Comment by sgt
11 hours ago
While on this subject, what's the go to transcribe speech to text model (open source or proprietary, doesn't matter) if you have to support a lot of languages really well?
11 hours ago
While on this subject, what's the go to transcribe speech to text model (open source or proprietary, doesn't matter) if you have to support a lot of languages really well?
If propeietary/SaaS fits your use case I can reccomend Speechmatics. Has a wider range of languages than a lot of the competition: https://speechmatics.com
(Full disclosure I'm an engineer there)
Will it work with say - someone speaking English with some hindi mixed in? I'm not from there so I'm not sure how prevalent that is, but I've been told it's quite common to "mix it up" in India, and I need to probably cater for that use case.
PS if you can share your email I'll pop you an email about Speechmatics. I tried the English version and it's impressive.
This is definitely the sort of use case we aim to support! I would need to check about Hindi specifically, but we have several bilingual models already with more to come:
https://docs.speechmatics.com/speech-to-text/languages#trans...
Drop me an email at mattn@speechmatics.com and we can chat about further details :)
I spent a few days on similar scenario without much success (scenario where one person speaks and then their speech is translated, and I want juts the original or both).
An API call to GPT4o works quite well (it basically handles both transcription and diarization), but I wanted a local model.
Whisper is really good for 1 person speaking. With more people you get repetitions. Qwen and other open multimodal models gives subpar results.
I tried multipass approach, with the first one identifying the language and chunking and the next one the actual transcription, but this tended to miss a lot of content.
I'm going to give canary-1b-v2 a try next weekend. But it looks like in spite of enormous development in other areas, speech recognition stalled since Whisper's release (more than 3 years already?).

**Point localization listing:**
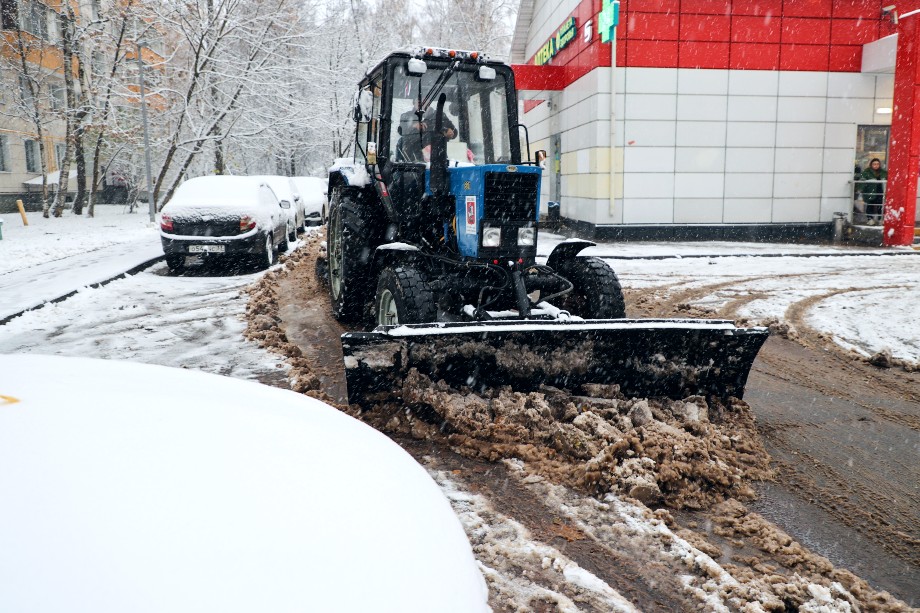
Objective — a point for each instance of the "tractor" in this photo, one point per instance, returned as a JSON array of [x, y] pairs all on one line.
[[432, 242]]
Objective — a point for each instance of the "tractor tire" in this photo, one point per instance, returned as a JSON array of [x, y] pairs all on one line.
[[403, 297], [596, 291], [349, 243]]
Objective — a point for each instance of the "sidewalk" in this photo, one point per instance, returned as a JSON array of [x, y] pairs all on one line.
[[54, 258]]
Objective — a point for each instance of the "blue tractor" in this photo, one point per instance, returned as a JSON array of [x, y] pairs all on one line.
[[432, 240]]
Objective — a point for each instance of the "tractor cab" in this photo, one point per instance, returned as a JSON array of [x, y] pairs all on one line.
[[441, 128]]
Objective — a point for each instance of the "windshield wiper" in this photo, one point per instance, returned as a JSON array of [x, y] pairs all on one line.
[[445, 75]]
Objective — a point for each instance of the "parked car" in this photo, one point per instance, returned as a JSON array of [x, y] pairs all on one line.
[[314, 191], [142, 488], [224, 217], [285, 189]]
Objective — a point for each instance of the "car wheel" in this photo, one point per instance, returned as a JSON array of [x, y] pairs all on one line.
[[286, 240], [267, 257], [403, 297], [596, 291], [175, 262]]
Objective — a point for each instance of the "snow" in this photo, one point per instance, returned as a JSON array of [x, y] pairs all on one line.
[[861, 298], [864, 299], [312, 191], [132, 487], [217, 191]]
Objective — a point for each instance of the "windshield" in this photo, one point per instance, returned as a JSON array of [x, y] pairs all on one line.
[[475, 122]]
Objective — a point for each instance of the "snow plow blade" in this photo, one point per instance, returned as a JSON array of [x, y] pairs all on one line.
[[675, 358]]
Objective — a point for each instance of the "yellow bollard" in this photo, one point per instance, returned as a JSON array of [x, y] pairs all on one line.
[[22, 212]]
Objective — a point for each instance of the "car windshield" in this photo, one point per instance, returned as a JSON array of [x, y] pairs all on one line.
[[216, 191], [476, 117]]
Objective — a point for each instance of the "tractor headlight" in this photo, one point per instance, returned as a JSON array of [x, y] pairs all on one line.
[[527, 236], [491, 236]]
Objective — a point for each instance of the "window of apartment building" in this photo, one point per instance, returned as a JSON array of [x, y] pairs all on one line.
[[31, 155], [54, 26], [4, 154], [97, 63], [25, 91], [34, 18], [9, 14], [60, 153], [58, 97]]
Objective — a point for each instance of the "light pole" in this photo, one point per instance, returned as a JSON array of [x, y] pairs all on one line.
[[151, 201]]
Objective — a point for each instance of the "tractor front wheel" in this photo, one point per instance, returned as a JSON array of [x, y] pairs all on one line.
[[403, 297], [348, 243], [596, 291]]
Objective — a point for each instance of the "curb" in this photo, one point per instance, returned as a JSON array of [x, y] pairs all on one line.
[[131, 271]]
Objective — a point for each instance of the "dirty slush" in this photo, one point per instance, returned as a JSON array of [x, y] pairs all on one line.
[[588, 477]]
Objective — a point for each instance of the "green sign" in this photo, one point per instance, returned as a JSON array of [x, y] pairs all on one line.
[[608, 19], [557, 43]]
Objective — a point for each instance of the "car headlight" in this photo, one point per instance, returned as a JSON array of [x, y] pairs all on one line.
[[527, 236], [491, 236]]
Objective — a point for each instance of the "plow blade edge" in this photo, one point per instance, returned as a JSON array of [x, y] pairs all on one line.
[[675, 358]]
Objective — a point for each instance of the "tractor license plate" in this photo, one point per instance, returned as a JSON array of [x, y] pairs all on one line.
[[205, 248]]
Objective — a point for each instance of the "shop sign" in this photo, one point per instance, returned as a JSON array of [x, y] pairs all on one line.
[[608, 19], [557, 43]]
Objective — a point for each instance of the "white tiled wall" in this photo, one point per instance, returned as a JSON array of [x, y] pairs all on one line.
[[708, 146], [741, 146]]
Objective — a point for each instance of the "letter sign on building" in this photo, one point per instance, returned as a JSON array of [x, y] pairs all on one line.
[[608, 19], [557, 43]]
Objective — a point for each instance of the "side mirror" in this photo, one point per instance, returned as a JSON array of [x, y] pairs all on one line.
[[363, 104], [417, 67], [540, 156]]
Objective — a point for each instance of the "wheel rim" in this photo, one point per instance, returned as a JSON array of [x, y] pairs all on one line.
[[387, 315], [335, 256]]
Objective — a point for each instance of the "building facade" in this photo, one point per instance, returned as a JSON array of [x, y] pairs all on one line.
[[729, 118], [33, 89]]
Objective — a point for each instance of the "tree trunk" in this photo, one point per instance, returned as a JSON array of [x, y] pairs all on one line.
[[219, 167], [67, 51]]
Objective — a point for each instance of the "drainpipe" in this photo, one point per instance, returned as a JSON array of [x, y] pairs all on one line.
[[613, 123], [904, 165]]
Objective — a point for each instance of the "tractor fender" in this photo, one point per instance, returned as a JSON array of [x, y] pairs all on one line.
[[347, 172], [390, 254], [567, 250]]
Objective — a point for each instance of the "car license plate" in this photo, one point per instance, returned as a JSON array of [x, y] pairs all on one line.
[[205, 248]]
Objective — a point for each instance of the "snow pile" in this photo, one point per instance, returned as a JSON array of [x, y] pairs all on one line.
[[208, 493], [686, 454], [524, 574]]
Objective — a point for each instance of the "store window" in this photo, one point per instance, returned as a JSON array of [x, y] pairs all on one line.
[[870, 174]]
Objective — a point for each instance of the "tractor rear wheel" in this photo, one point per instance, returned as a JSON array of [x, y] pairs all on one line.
[[349, 245], [596, 291], [403, 297]]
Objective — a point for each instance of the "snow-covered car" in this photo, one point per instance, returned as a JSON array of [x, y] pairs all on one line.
[[285, 189], [224, 216], [314, 192], [134, 487]]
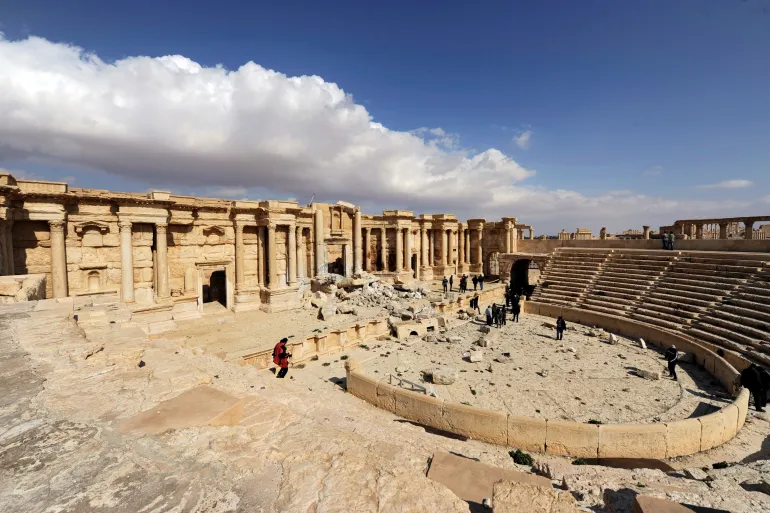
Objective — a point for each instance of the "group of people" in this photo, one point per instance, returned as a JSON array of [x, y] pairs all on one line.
[[448, 283], [668, 240]]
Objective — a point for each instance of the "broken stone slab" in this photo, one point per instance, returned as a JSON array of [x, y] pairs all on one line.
[[509, 496], [648, 374], [695, 473], [441, 375], [476, 356]]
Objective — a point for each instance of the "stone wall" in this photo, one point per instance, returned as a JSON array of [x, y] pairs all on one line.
[[658, 440], [28, 287]]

**WHAT TO WORK ON:**
[1] In the speech-to-text thread, which model does one commenter plan to try next weekend?
[2] Copy the speech-to-text thread word for word, starting at "I tried multipass" and ending at "3 years already?).".

**EXPECTED RESULTS:**
[1] canary-1b-v2

[2]
I tried multipass approach, with the first one identifying the language and chunking and the next one the actual transcription, but this tended to miss a lot of content.
I'm going to give canary-1b-v2 a try next weekend. But it looks like in spite of enormous development in other areas, speech recognition stalled since Whisper's release (more than 3 years already?).